把从含有"the ceiling panel"的那一行到含有"M430 56L422 54L378"的那一行（首尾两行都算在内）的材料转成两列CSV，列名分别为"输入"和"输出"。每组材料占一行，文字内容放在"输入"列，对应答案放在"输出"列，每项各占一个带引号的字段，其中的换行一律改为空格。

↓

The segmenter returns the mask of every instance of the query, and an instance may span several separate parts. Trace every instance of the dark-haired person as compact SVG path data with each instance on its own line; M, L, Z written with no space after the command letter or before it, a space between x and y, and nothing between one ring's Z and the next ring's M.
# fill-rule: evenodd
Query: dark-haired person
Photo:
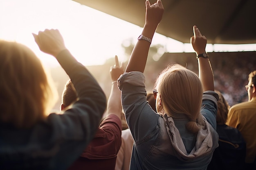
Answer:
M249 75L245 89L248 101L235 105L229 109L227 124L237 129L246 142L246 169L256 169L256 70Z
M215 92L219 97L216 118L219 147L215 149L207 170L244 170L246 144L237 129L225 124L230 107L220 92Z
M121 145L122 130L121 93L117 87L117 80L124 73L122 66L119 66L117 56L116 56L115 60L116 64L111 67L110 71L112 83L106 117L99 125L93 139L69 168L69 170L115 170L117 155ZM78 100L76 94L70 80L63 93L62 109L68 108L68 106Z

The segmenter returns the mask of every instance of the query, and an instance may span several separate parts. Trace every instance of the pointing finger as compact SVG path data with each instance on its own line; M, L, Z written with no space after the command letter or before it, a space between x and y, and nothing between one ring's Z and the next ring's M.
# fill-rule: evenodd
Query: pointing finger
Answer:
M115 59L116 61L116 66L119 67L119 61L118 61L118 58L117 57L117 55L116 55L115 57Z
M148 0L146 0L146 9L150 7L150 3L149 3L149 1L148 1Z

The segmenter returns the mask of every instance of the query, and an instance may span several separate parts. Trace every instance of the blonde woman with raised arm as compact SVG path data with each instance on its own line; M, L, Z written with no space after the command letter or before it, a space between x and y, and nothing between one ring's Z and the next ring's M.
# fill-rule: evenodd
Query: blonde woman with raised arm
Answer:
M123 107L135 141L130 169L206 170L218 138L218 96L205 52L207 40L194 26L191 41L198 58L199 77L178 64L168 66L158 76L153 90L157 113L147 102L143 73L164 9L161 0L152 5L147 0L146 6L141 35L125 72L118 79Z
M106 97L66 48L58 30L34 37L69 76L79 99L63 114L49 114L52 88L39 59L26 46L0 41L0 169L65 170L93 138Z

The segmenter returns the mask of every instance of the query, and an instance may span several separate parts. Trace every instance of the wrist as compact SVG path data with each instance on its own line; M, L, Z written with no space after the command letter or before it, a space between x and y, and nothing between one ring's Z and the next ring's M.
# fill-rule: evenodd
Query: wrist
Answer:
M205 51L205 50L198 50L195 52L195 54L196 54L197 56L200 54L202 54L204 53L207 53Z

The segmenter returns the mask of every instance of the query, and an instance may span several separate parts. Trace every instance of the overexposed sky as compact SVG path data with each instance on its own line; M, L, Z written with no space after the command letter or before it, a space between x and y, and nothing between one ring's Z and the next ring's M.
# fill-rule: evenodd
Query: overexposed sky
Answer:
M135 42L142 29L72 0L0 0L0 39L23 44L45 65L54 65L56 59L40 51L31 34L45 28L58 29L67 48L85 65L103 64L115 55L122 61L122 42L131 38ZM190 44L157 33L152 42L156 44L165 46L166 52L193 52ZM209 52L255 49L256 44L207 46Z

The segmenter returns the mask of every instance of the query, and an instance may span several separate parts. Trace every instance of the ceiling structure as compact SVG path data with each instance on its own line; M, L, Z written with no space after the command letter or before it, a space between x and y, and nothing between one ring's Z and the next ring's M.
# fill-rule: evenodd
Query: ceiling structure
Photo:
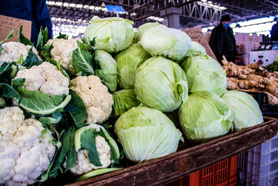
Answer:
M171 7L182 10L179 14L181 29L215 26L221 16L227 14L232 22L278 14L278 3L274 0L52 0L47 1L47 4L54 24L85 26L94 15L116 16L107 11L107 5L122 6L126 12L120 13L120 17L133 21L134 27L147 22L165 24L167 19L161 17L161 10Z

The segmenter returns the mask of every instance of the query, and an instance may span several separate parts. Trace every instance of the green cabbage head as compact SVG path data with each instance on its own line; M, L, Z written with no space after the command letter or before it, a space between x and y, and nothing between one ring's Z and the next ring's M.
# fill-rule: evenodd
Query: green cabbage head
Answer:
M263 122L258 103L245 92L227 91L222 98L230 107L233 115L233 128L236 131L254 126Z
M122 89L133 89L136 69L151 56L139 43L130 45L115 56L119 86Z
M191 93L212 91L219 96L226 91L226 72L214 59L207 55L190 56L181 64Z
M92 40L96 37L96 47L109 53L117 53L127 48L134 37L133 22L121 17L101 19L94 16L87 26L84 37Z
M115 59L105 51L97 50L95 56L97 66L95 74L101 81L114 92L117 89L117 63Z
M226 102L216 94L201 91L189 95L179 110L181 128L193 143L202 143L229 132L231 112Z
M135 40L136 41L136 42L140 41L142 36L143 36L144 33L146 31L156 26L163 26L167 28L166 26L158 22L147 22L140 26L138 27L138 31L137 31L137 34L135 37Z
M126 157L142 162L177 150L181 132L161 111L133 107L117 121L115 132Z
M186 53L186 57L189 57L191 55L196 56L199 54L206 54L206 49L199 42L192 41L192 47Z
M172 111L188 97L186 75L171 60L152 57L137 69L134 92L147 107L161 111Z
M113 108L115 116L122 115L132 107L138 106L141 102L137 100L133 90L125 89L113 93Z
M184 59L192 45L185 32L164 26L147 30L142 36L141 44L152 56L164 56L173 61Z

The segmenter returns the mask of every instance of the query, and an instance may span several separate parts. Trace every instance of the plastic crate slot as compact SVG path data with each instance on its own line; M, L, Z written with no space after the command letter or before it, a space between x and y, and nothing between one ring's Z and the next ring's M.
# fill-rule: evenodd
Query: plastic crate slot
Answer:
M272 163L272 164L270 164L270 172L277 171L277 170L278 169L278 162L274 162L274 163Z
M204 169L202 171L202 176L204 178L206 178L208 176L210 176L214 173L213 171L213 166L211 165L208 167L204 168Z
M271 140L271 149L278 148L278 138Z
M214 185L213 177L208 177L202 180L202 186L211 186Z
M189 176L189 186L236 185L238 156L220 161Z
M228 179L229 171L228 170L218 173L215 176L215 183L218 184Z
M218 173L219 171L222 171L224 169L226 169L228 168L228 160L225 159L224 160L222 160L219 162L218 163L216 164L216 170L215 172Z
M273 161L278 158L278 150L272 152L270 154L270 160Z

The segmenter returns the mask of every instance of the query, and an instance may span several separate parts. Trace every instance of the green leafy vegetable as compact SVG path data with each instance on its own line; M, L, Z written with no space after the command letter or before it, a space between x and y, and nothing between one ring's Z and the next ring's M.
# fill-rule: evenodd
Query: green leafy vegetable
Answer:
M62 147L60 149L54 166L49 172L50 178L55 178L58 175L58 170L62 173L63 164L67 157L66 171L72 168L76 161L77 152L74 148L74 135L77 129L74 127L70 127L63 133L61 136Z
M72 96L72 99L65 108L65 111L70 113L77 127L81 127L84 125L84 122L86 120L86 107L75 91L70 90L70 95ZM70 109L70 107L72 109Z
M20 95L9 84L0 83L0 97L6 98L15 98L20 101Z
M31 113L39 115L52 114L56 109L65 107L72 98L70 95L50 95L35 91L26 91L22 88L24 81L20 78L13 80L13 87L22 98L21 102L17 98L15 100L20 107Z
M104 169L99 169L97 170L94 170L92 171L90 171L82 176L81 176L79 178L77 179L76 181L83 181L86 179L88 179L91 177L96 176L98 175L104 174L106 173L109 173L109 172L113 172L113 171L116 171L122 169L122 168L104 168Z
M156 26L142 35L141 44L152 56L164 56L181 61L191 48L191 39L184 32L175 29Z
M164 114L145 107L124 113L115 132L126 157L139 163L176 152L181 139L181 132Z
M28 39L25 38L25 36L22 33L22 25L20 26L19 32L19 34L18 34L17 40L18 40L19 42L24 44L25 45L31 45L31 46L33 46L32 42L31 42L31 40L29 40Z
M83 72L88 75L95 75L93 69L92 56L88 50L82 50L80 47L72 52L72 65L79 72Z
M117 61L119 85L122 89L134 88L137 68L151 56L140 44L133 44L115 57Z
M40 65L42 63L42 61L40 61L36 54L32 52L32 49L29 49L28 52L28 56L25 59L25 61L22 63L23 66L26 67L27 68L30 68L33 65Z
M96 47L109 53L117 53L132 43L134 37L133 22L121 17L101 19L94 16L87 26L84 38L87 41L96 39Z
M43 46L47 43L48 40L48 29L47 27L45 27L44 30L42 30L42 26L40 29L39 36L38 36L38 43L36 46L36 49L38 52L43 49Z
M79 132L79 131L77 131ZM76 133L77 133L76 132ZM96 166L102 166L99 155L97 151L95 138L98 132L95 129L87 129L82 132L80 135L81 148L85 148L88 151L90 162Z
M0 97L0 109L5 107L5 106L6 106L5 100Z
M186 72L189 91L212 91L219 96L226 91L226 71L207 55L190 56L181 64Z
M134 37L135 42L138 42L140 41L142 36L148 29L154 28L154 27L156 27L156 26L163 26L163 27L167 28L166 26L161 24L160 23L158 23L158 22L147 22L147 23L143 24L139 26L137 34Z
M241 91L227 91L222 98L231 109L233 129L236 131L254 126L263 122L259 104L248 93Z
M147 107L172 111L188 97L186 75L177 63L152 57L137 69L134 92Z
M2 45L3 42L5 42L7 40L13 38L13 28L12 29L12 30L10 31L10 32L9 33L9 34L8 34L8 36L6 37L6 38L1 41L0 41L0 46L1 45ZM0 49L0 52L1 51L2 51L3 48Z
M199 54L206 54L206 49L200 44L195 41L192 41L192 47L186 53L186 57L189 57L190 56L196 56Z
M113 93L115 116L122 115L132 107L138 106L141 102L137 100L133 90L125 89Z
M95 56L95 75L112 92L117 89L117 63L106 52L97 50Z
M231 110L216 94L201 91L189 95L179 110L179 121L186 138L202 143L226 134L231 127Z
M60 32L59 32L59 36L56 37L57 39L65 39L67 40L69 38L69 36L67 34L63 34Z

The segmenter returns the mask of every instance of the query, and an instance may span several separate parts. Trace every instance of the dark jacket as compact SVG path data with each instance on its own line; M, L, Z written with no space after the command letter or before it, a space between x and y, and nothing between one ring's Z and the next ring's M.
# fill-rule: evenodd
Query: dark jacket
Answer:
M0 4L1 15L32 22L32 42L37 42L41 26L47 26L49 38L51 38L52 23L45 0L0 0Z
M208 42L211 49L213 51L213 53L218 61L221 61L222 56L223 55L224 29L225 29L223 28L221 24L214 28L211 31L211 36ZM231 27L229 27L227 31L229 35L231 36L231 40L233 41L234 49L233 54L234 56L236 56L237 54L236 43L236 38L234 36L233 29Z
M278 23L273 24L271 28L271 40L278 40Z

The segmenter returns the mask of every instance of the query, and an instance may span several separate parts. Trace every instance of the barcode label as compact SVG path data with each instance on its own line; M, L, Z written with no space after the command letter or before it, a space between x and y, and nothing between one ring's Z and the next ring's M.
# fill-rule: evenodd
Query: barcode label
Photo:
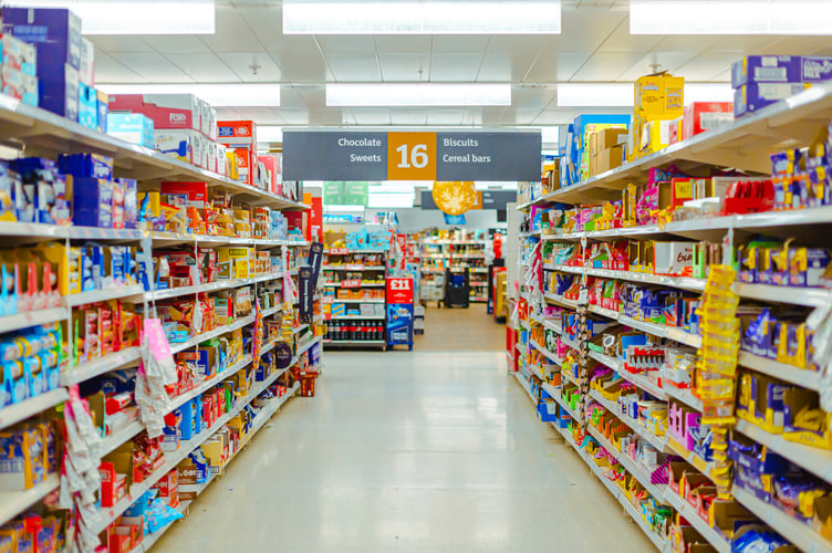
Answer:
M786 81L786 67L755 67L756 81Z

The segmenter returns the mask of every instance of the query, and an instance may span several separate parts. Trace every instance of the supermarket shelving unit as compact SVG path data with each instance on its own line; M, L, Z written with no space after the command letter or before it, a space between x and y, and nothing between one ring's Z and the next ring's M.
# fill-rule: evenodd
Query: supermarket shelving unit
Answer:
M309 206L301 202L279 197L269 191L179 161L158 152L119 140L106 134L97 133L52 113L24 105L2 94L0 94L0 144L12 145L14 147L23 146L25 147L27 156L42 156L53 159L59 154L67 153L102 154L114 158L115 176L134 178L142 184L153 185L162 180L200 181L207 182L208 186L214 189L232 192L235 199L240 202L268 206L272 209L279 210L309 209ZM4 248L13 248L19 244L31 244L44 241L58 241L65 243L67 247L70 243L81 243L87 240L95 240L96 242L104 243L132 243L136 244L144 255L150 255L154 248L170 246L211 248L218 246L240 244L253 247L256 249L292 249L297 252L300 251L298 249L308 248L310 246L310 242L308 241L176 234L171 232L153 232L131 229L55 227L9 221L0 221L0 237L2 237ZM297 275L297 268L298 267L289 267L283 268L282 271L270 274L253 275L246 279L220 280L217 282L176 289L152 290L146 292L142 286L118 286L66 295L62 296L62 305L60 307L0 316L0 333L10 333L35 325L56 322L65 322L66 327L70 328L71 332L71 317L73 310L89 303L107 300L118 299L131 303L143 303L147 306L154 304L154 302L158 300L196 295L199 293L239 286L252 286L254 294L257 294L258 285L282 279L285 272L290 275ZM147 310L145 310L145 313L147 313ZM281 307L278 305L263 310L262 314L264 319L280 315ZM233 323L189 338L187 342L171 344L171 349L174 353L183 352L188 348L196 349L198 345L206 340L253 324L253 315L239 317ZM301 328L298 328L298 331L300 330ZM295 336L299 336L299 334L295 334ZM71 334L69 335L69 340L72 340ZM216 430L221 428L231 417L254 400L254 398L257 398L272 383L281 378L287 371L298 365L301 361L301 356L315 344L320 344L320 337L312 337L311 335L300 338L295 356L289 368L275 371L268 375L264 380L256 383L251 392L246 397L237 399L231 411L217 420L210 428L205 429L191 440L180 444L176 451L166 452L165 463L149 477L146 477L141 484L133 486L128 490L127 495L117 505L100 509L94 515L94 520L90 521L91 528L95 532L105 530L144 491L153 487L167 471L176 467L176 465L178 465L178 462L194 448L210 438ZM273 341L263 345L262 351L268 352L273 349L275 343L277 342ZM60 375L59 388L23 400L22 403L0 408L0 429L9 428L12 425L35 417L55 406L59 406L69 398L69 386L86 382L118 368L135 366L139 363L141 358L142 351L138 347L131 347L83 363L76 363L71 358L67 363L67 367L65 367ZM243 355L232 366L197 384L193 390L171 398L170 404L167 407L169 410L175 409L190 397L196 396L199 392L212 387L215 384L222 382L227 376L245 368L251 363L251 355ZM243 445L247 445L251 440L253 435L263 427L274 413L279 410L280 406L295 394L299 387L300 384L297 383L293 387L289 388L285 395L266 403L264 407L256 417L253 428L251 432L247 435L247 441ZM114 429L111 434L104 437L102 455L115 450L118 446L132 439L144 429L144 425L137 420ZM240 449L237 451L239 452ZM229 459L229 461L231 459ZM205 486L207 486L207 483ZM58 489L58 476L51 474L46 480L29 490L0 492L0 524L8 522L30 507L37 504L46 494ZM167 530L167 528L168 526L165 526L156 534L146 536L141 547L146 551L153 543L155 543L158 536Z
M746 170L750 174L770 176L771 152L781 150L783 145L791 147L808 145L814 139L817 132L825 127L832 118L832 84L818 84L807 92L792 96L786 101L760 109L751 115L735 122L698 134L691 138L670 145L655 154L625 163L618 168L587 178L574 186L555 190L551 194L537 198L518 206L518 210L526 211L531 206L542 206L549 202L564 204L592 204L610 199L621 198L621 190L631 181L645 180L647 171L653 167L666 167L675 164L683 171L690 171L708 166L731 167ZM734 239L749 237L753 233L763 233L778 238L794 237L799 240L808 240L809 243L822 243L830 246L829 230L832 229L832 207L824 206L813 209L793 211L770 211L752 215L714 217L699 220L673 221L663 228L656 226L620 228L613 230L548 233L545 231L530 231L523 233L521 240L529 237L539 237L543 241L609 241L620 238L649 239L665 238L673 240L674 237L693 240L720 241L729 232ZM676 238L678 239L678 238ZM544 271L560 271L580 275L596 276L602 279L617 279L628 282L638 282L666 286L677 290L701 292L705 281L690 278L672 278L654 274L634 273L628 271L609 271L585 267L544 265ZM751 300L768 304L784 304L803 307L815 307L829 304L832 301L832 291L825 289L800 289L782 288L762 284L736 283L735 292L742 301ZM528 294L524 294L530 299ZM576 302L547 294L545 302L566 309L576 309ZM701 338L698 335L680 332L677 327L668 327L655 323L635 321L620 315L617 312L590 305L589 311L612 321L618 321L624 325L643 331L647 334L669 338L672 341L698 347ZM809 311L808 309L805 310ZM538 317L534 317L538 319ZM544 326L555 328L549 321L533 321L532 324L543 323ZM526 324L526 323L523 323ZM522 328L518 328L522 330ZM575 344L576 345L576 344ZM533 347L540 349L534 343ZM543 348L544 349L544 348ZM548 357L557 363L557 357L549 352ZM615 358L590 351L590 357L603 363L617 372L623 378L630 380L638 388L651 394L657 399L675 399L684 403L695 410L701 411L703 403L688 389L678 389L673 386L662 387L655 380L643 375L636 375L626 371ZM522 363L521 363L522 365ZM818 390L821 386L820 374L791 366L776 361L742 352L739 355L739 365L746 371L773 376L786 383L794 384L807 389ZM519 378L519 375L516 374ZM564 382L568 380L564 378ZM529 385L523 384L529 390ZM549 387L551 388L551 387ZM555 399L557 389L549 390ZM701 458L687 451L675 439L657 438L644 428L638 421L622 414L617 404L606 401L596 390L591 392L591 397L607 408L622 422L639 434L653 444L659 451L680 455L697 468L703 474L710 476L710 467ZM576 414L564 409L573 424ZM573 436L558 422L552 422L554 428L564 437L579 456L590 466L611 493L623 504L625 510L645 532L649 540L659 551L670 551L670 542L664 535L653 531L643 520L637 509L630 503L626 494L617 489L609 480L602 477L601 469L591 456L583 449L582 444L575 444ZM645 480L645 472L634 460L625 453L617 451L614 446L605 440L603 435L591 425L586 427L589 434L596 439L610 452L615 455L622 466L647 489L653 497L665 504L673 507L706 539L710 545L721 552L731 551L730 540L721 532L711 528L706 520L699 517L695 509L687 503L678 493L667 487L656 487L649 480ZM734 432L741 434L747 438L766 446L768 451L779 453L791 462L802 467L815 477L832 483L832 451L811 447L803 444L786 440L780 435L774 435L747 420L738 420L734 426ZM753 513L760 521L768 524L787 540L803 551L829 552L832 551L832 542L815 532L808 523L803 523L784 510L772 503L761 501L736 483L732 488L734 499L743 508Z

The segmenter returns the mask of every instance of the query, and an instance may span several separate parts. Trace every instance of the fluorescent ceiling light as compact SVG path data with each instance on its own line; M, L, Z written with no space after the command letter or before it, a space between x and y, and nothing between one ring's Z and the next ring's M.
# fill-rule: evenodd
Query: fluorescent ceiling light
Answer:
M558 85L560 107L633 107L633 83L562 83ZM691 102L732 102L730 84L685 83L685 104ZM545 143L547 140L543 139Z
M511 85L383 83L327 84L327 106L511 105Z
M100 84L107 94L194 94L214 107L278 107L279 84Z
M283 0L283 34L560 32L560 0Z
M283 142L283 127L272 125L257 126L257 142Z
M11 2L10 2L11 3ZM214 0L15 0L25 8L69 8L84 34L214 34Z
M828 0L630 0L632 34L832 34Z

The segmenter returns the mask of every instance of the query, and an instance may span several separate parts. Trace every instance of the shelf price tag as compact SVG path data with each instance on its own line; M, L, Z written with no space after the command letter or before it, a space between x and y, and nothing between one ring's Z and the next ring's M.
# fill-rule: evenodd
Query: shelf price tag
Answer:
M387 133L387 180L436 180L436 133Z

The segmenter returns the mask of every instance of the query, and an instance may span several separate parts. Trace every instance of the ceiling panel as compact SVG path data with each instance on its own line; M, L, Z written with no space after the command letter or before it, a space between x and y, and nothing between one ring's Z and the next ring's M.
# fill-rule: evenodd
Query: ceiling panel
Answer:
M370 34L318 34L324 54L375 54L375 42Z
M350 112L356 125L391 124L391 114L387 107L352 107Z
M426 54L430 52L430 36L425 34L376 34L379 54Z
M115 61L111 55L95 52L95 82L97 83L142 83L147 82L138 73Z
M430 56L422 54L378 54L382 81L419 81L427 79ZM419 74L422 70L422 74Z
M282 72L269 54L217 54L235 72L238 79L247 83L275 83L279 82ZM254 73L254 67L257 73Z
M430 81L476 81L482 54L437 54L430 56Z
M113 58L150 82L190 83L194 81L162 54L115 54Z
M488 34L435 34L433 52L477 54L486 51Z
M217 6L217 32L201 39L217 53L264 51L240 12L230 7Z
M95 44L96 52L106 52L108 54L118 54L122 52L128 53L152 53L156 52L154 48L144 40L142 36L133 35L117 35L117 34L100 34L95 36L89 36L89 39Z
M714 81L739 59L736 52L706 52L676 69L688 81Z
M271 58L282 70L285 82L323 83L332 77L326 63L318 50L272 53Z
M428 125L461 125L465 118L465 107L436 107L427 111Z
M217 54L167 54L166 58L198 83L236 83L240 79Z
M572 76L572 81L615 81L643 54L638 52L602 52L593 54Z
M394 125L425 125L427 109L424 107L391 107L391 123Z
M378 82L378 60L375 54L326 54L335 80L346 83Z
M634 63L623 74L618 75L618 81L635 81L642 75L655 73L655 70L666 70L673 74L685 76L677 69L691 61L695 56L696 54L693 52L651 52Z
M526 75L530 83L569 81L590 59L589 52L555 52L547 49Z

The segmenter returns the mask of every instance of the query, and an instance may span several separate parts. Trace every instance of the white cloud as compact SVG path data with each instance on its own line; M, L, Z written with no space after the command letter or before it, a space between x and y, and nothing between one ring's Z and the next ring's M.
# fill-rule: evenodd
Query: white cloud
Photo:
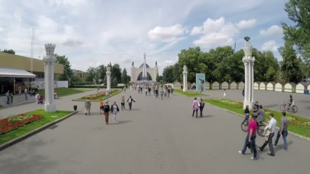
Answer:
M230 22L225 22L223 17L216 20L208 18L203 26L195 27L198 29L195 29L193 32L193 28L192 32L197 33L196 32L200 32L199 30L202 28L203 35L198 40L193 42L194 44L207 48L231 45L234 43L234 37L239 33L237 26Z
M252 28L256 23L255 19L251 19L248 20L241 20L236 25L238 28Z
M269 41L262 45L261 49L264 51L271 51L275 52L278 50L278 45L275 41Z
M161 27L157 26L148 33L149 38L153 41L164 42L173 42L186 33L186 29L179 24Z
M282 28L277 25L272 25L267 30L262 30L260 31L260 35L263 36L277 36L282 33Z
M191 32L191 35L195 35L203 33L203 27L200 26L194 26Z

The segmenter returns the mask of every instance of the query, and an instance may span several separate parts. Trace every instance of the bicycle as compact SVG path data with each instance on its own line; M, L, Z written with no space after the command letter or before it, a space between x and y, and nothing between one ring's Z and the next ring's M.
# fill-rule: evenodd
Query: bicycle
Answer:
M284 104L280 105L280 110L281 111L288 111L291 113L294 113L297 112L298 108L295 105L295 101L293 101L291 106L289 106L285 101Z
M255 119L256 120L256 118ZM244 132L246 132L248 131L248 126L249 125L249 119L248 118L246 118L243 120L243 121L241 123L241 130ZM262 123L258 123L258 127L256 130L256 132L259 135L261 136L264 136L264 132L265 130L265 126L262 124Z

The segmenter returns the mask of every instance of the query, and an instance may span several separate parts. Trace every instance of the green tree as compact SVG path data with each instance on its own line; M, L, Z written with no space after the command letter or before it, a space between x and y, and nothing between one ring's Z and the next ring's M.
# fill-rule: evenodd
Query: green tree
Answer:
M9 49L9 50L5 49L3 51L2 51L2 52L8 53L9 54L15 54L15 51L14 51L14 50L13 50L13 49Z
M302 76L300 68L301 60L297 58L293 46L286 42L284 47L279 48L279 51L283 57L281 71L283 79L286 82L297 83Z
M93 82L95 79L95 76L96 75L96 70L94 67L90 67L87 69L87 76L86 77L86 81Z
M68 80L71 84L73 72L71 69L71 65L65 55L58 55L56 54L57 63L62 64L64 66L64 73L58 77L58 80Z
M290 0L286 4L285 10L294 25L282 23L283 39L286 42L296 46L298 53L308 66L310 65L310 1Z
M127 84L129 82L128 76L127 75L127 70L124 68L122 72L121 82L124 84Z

↑

_练习结果_
输入,输出
"The segmenter returns the mask of every instance of the query, and an instance may span several separate parts. Trace every instance of the ceiling panel as compact SVG path data with each instance on its own line; M, L, Z written with no space after the command letter or before it, a space between x and y, and nothing between one ring's Z and the next ring's M. # fill-rule: evenodd Query: ceiling panel Answer:","M370 34L318 34L324 54L375 54L375 42Z M350 112L356 125L391 124L391 114L387 107L352 107Z M426 54L430 52L430 36L425 34L376 34L379 54Z M115 61L111 55L95 52L95 82L97 83L142 83L147 82L138 73Z M430 56L422 54L378 54L382 81L419 81L427 79ZM419 74L422 70L422 74Z"